Region annotation entries
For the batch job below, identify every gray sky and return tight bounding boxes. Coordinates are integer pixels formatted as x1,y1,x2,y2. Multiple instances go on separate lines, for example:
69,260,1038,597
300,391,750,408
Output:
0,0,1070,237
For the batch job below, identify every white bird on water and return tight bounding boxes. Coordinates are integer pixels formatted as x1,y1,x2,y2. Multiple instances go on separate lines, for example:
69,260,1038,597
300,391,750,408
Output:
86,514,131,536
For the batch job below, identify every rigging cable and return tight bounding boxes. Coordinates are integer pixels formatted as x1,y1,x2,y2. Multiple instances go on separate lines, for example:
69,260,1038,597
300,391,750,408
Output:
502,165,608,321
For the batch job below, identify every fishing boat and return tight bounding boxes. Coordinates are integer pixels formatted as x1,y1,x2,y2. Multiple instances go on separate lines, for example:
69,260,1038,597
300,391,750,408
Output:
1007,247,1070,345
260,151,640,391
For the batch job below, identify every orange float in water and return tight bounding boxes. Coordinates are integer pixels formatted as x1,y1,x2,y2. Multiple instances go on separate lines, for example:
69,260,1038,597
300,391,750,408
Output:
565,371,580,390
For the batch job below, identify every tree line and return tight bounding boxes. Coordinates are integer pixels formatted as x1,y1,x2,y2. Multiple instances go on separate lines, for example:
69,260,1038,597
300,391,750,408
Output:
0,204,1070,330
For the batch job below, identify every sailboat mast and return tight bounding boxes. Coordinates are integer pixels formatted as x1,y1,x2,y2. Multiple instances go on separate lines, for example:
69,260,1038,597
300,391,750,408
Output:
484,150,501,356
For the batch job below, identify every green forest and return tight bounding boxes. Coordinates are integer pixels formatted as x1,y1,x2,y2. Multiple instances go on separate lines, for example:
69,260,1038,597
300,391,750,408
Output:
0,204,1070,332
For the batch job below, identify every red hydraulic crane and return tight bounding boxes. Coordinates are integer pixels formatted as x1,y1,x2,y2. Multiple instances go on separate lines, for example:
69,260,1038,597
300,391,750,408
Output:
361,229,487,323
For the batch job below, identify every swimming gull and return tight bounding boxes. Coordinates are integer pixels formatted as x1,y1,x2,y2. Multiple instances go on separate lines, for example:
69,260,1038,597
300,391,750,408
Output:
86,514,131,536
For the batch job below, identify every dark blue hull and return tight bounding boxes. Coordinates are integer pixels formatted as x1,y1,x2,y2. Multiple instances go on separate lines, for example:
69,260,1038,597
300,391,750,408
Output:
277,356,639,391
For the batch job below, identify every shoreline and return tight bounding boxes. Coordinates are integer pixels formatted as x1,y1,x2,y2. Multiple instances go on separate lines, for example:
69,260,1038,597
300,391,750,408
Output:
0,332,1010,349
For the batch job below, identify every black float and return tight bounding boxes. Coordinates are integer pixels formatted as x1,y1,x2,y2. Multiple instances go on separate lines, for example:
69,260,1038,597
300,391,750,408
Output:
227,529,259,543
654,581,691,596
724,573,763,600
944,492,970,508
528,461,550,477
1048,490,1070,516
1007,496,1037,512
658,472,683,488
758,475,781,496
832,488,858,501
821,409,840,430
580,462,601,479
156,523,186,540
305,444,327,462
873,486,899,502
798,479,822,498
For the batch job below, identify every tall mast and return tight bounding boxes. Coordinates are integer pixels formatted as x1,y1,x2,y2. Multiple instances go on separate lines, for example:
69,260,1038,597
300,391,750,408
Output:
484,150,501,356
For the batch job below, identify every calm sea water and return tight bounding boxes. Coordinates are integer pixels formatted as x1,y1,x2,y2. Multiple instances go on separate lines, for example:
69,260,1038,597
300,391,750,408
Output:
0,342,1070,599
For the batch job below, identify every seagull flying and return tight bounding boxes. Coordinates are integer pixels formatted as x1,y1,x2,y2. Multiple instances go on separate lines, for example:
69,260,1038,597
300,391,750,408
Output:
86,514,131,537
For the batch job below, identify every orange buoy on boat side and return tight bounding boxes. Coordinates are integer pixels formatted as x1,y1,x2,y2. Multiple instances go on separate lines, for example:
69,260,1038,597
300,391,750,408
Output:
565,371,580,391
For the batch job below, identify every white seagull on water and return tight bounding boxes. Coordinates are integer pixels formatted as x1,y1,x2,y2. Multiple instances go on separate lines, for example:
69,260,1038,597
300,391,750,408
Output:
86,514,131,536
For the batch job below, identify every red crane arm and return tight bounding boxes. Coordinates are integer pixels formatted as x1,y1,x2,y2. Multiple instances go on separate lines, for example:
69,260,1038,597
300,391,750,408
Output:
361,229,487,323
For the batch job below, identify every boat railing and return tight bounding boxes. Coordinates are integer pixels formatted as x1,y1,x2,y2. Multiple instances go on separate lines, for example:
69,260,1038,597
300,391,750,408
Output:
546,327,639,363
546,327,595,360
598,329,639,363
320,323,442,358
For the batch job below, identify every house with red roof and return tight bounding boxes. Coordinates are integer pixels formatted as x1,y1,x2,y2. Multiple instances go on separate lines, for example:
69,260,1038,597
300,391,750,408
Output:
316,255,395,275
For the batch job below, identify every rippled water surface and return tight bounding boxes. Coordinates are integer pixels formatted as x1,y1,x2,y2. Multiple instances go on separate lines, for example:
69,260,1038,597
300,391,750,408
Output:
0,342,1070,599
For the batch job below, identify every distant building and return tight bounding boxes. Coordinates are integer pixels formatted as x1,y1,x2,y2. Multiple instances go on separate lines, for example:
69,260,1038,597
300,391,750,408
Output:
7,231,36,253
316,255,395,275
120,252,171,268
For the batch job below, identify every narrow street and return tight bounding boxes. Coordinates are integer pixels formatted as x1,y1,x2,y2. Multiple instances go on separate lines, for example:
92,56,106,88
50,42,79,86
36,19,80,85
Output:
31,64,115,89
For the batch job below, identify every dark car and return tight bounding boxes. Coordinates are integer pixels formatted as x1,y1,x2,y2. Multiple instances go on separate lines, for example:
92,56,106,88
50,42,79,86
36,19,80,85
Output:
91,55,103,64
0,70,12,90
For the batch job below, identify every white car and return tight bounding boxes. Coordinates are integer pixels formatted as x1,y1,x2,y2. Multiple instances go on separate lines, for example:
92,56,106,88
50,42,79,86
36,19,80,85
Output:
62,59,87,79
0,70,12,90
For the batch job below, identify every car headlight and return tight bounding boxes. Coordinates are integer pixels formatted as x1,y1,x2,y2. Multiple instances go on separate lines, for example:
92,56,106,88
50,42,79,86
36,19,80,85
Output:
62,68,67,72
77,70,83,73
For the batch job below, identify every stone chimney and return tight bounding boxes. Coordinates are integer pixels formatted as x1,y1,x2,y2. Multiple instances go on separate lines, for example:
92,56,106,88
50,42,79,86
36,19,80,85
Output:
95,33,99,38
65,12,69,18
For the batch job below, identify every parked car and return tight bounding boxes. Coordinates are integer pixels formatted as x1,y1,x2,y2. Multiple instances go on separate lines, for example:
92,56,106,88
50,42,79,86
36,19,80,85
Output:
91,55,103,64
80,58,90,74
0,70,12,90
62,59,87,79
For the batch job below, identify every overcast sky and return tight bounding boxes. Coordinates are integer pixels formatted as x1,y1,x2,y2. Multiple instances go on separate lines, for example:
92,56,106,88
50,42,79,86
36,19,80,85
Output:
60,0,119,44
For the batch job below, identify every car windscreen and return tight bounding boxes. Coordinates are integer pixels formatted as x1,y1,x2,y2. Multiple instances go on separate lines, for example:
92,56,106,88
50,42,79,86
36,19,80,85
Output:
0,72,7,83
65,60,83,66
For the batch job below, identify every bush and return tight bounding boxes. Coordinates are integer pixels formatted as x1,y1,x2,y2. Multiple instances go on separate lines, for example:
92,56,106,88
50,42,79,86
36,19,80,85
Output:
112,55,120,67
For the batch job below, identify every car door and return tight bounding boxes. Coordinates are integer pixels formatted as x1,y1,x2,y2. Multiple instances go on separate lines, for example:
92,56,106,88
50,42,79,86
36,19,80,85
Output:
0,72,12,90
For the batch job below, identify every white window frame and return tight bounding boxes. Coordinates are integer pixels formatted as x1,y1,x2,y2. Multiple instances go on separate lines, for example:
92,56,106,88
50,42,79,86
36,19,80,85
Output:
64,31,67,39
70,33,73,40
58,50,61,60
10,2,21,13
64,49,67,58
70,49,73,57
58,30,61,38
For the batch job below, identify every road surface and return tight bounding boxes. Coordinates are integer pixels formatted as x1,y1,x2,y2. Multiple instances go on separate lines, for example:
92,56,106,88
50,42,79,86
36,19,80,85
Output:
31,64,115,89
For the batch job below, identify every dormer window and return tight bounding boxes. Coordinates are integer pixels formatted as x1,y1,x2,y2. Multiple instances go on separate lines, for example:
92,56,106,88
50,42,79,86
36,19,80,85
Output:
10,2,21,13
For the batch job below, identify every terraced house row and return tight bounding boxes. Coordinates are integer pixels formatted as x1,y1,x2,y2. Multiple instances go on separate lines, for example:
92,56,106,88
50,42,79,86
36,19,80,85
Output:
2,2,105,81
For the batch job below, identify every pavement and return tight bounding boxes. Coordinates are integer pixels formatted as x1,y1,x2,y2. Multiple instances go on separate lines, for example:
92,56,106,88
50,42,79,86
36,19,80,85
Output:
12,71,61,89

**Written request**
Reproduce the data verbatim, beginning at the line that contains "For the batch job below, identify every road" and continuing through the final line of the data.

**The solution**
For the batch job below, identify every road surface and return tight bounding boxes. Coordinates are integer pixels formatted as x1,y1,x2,y2. Multiple instances go on separate lines, for example:
92,56,106,88
50,42,79,86
36,19,80,85
Output:
31,64,115,89
For the batch job below, identify every dormer window and return tight bounding boxes. Coordinates are integer pixels formatted as x1,y1,x2,y2. Multiple instances go on separate lines, for example:
92,56,106,88
50,42,79,86
36,19,80,85
Output:
10,2,21,13
For the batch job below, identify every terraced house row and return tight bounding boxes. Coordinates are integer pixels formatted as x1,y1,x2,y2. Multiple instances go on separate lines, for example:
92,56,106,88
50,42,79,86
36,19,80,85
Output:
2,2,105,81
For the batch job below, identify every pavement and return tight bounding boxes. Coordinates are integer pixels formatted as x1,y1,x2,y2. Multiple instances go on separate lines, for example:
92,56,106,88
50,42,79,86
36,19,80,85
Output:
12,71,61,89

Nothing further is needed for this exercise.